▸ **WHAT IS NEEDED**: Produce a faithful copy of every record below, without the pictures.

▸ **INFORMATION GIVEN**:
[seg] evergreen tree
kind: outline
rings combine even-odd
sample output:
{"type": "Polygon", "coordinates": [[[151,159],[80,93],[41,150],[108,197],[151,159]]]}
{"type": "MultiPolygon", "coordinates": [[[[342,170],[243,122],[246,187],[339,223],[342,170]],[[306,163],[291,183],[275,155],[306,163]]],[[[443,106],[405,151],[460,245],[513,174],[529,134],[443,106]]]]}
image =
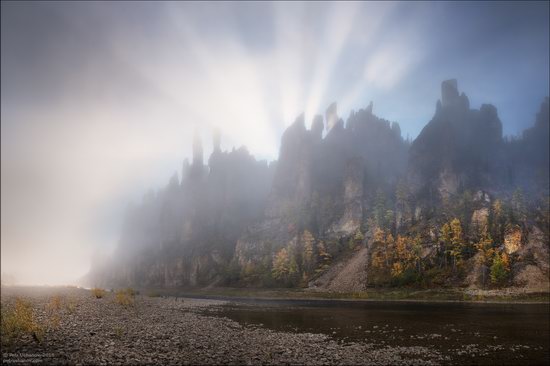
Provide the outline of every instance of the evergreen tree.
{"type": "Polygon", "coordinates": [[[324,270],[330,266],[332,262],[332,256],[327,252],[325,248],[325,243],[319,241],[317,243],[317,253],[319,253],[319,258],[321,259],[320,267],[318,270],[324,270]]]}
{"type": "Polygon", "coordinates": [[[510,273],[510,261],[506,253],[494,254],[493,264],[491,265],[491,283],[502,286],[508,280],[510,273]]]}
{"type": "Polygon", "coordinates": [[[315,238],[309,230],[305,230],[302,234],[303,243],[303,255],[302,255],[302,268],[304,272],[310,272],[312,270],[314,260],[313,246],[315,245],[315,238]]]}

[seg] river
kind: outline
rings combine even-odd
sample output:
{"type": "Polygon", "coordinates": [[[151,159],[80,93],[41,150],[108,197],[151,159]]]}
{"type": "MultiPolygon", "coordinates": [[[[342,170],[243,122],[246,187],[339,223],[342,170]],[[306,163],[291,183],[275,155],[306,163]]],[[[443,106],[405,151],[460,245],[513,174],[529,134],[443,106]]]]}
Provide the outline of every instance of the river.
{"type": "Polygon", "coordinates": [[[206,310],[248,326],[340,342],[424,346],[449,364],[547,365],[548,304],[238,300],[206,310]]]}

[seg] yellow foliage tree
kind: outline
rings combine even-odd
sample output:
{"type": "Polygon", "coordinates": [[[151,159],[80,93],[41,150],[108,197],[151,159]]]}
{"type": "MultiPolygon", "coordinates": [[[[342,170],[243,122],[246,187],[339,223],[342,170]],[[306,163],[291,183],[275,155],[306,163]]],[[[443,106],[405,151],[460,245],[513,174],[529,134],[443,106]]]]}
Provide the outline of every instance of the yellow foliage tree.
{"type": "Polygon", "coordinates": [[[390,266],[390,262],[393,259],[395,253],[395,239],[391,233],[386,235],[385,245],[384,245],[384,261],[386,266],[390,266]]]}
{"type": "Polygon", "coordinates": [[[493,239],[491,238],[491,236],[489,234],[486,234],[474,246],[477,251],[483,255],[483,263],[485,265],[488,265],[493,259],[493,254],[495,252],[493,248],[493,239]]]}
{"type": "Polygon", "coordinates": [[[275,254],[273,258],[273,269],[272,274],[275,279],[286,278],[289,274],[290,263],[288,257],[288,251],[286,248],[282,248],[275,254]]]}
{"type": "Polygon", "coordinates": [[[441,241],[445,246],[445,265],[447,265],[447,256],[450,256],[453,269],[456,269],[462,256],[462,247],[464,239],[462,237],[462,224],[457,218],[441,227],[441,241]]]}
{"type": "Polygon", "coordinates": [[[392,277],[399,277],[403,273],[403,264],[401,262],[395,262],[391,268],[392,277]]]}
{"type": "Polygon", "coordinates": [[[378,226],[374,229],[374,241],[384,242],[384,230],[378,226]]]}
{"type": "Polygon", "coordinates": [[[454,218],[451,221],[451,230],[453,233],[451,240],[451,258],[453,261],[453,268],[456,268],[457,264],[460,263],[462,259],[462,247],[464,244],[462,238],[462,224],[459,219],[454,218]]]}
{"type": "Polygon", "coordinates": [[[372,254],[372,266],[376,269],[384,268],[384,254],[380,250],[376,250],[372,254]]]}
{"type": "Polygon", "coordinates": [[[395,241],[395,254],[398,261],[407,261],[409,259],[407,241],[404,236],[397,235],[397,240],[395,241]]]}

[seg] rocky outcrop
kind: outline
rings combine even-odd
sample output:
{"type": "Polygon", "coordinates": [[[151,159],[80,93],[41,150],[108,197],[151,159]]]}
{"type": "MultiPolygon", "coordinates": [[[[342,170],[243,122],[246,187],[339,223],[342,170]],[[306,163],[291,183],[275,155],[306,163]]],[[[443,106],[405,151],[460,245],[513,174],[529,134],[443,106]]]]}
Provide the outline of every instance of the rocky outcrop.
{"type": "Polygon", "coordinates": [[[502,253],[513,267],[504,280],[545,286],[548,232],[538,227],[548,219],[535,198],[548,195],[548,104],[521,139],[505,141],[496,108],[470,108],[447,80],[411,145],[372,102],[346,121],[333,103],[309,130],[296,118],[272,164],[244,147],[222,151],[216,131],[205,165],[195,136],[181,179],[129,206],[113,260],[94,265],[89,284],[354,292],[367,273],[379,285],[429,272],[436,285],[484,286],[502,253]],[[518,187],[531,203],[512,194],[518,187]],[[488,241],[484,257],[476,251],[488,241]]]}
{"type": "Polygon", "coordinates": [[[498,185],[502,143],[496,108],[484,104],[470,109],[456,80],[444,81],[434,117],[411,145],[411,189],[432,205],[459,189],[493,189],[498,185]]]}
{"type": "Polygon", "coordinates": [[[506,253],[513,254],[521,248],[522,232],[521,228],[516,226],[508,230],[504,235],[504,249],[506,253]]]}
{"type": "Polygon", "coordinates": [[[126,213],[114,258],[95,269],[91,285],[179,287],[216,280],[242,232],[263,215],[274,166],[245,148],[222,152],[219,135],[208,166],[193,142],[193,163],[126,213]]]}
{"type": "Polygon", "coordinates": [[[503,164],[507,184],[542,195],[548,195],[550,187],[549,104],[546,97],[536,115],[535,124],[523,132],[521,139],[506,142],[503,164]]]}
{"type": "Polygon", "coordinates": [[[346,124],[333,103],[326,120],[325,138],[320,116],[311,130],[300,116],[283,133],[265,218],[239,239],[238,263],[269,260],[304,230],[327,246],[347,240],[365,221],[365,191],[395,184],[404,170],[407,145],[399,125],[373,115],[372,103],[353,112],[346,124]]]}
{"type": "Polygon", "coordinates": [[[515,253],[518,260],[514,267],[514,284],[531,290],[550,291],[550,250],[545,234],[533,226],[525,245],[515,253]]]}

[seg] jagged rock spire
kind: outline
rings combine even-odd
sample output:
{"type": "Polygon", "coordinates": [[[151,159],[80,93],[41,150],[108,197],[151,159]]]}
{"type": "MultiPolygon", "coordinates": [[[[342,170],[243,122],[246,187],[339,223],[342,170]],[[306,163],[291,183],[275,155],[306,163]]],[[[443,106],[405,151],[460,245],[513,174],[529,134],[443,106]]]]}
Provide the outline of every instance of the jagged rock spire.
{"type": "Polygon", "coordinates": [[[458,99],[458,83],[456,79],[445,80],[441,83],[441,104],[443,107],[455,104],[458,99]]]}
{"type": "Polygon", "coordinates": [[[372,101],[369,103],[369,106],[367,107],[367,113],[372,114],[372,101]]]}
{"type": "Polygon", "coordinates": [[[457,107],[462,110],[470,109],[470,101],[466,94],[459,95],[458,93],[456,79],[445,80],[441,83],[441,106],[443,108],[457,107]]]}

▸ **RESPONSE TO THIS TASK**:
[seg] evergreen tree
kind: outline
rings combine even-odd
sample output:
{"type": "Polygon", "coordinates": [[[151,159],[80,93],[41,150],[108,197],[151,159]]]}
{"type": "MultiPolygon", "coordinates": [[[[342,170],[243,122],[246,187],[339,223],[342,170]],[[306,163],[291,183],[275,155],[306,163]]],[[[443,106],[405,151],[460,245],[513,174],[529,134],[443,106]]]]}
image =
Provide the outline of every instance of the evergreen tree.
{"type": "Polygon", "coordinates": [[[324,270],[330,266],[332,262],[332,256],[327,252],[325,248],[325,243],[319,241],[317,243],[317,253],[319,253],[319,258],[321,259],[320,267],[318,270],[324,270]]]}
{"type": "Polygon", "coordinates": [[[510,273],[510,261],[506,253],[494,254],[493,264],[491,265],[491,283],[502,286],[508,280],[510,273]]]}
{"type": "Polygon", "coordinates": [[[315,238],[309,230],[305,230],[302,234],[303,243],[303,255],[302,255],[302,268],[304,272],[310,272],[312,270],[314,260],[313,246],[315,245],[315,238]]]}

[seg] river
kind: outline
rings combine even-odd
sample output:
{"type": "Polygon", "coordinates": [[[151,159],[80,93],[41,150],[108,197],[151,159]]]}
{"type": "MultiPolygon", "coordinates": [[[[342,170],[243,122],[246,187],[339,223],[342,170]],[[306,163],[291,183],[275,155],[306,163]]],[[[443,106],[405,151],[460,245],[513,174],[529,134],[443,106]]]]}
Provide the outline of every instance of the river.
{"type": "Polygon", "coordinates": [[[206,310],[248,326],[340,342],[424,346],[449,364],[547,365],[548,304],[238,300],[206,310]]]}

[seg] yellow foliage tree
kind: outline
rings combine even-odd
sample output:
{"type": "Polygon", "coordinates": [[[151,159],[80,93],[41,150],[108,197],[151,159]]]}
{"type": "MultiPolygon", "coordinates": [[[[342,170],[243,122],[246,187],[339,223],[342,170]],[[306,163],[291,183],[275,155],[306,163]]],[[[443,106],[405,151],[460,245],[513,174],[529,134],[443,106]]]]}
Provide the outline of every instance of the yellow foliage tree.
{"type": "Polygon", "coordinates": [[[390,266],[390,262],[393,259],[395,253],[395,239],[391,233],[386,235],[385,245],[384,245],[384,261],[386,266],[390,266]]]}
{"type": "Polygon", "coordinates": [[[493,239],[491,238],[491,236],[489,234],[486,234],[474,246],[477,251],[483,255],[483,263],[485,265],[488,265],[493,259],[493,254],[495,252],[493,248],[493,239]]]}
{"type": "Polygon", "coordinates": [[[275,254],[273,258],[273,269],[272,274],[275,279],[286,278],[289,274],[290,263],[288,257],[288,251],[286,248],[282,248],[275,254]]]}
{"type": "Polygon", "coordinates": [[[441,241],[445,246],[445,265],[447,265],[447,256],[450,256],[453,269],[456,269],[462,256],[462,247],[464,239],[462,237],[462,224],[457,218],[441,227],[441,241]]]}
{"type": "Polygon", "coordinates": [[[392,277],[399,277],[403,273],[403,264],[401,262],[395,262],[391,268],[392,277]]]}
{"type": "Polygon", "coordinates": [[[378,226],[374,229],[374,241],[384,242],[384,230],[378,226]]]}
{"type": "Polygon", "coordinates": [[[454,218],[451,221],[451,230],[453,233],[451,240],[451,258],[453,261],[453,268],[456,268],[457,264],[460,263],[462,259],[462,247],[464,244],[462,238],[462,224],[459,219],[454,218]]]}
{"type": "Polygon", "coordinates": [[[372,254],[372,266],[376,269],[384,268],[384,254],[380,250],[376,250],[372,254]]]}
{"type": "Polygon", "coordinates": [[[395,241],[395,254],[398,261],[407,261],[409,259],[407,241],[404,236],[397,235],[397,240],[395,241]]]}

[seg] rocky outcrop
kind: outline
rings combine even-odd
sample output:
{"type": "Polygon", "coordinates": [[[151,159],[80,93],[41,150],[108,197],[151,159]]]}
{"type": "MultiPolygon", "coordinates": [[[[342,170],[243,122],[246,187],[339,223],[342,170]],[[306,163],[291,183],[275,155],[306,163]]],[[[443,106],[405,151],[460,245],[513,174],[529,134],[443,106]]]]}
Provide the outline of every instance of the rocky outcrop.
{"type": "Polygon", "coordinates": [[[502,253],[513,267],[504,280],[545,286],[548,232],[538,227],[548,219],[535,198],[548,195],[548,104],[521,139],[505,141],[496,108],[470,108],[447,80],[411,145],[372,102],[346,121],[333,103],[309,130],[296,118],[272,164],[244,147],[222,151],[216,131],[205,165],[195,136],[181,179],[129,206],[113,260],[94,265],[89,284],[354,292],[367,273],[379,285],[429,272],[436,285],[484,286],[502,253]],[[518,187],[531,203],[512,194],[518,187]],[[488,241],[484,257],[476,251],[488,241]]]}
{"type": "Polygon", "coordinates": [[[498,185],[502,143],[496,108],[484,104],[470,109],[456,80],[444,81],[434,117],[411,145],[411,189],[432,205],[459,189],[493,189],[498,185]]]}
{"type": "Polygon", "coordinates": [[[506,253],[513,254],[521,248],[522,232],[521,228],[516,226],[508,230],[504,235],[504,249],[506,253]]]}
{"type": "Polygon", "coordinates": [[[126,213],[114,258],[95,269],[91,285],[179,287],[216,280],[242,232],[263,215],[274,166],[245,148],[222,152],[219,135],[208,166],[193,142],[193,163],[126,213]]]}
{"type": "Polygon", "coordinates": [[[503,164],[507,184],[542,195],[548,195],[550,187],[549,104],[546,97],[536,115],[535,124],[523,132],[521,139],[506,142],[503,164]]]}
{"type": "Polygon", "coordinates": [[[346,124],[333,103],[326,120],[325,138],[320,116],[311,130],[300,116],[283,133],[265,218],[239,239],[238,263],[269,260],[304,230],[327,246],[347,240],[365,221],[365,191],[395,184],[404,170],[407,145],[399,125],[373,115],[372,103],[353,112],[346,124]]]}
{"type": "Polygon", "coordinates": [[[515,253],[518,260],[514,267],[514,284],[531,290],[550,291],[550,250],[545,234],[533,226],[525,245],[515,253]]]}

[seg] jagged rock spire
kind: outline
rings combine even-odd
sample output:
{"type": "Polygon", "coordinates": [[[151,159],[80,93],[41,150],[108,197],[151,159]]]}
{"type": "MultiPolygon", "coordinates": [[[[342,170],[243,122],[246,187],[339,223],[342,170]],[[306,163],[291,183],[275,155],[306,163]]],[[[443,106],[405,151],[460,245],[513,174],[529,134],[443,106]]]]}
Provide the outline of every instance of the jagged rock spire.
{"type": "Polygon", "coordinates": [[[458,99],[458,83],[456,79],[445,80],[441,83],[441,104],[443,107],[455,104],[458,99]]]}
{"type": "Polygon", "coordinates": [[[372,101],[369,103],[369,106],[367,107],[367,113],[372,114],[372,101]]]}
{"type": "Polygon", "coordinates": [[[457,107],[462,110],[470,109],[470,101],[466,94],[459,95],[458,93],[456,79],[445,80],[441,83],[441,106],[443,108],[457,107]]]}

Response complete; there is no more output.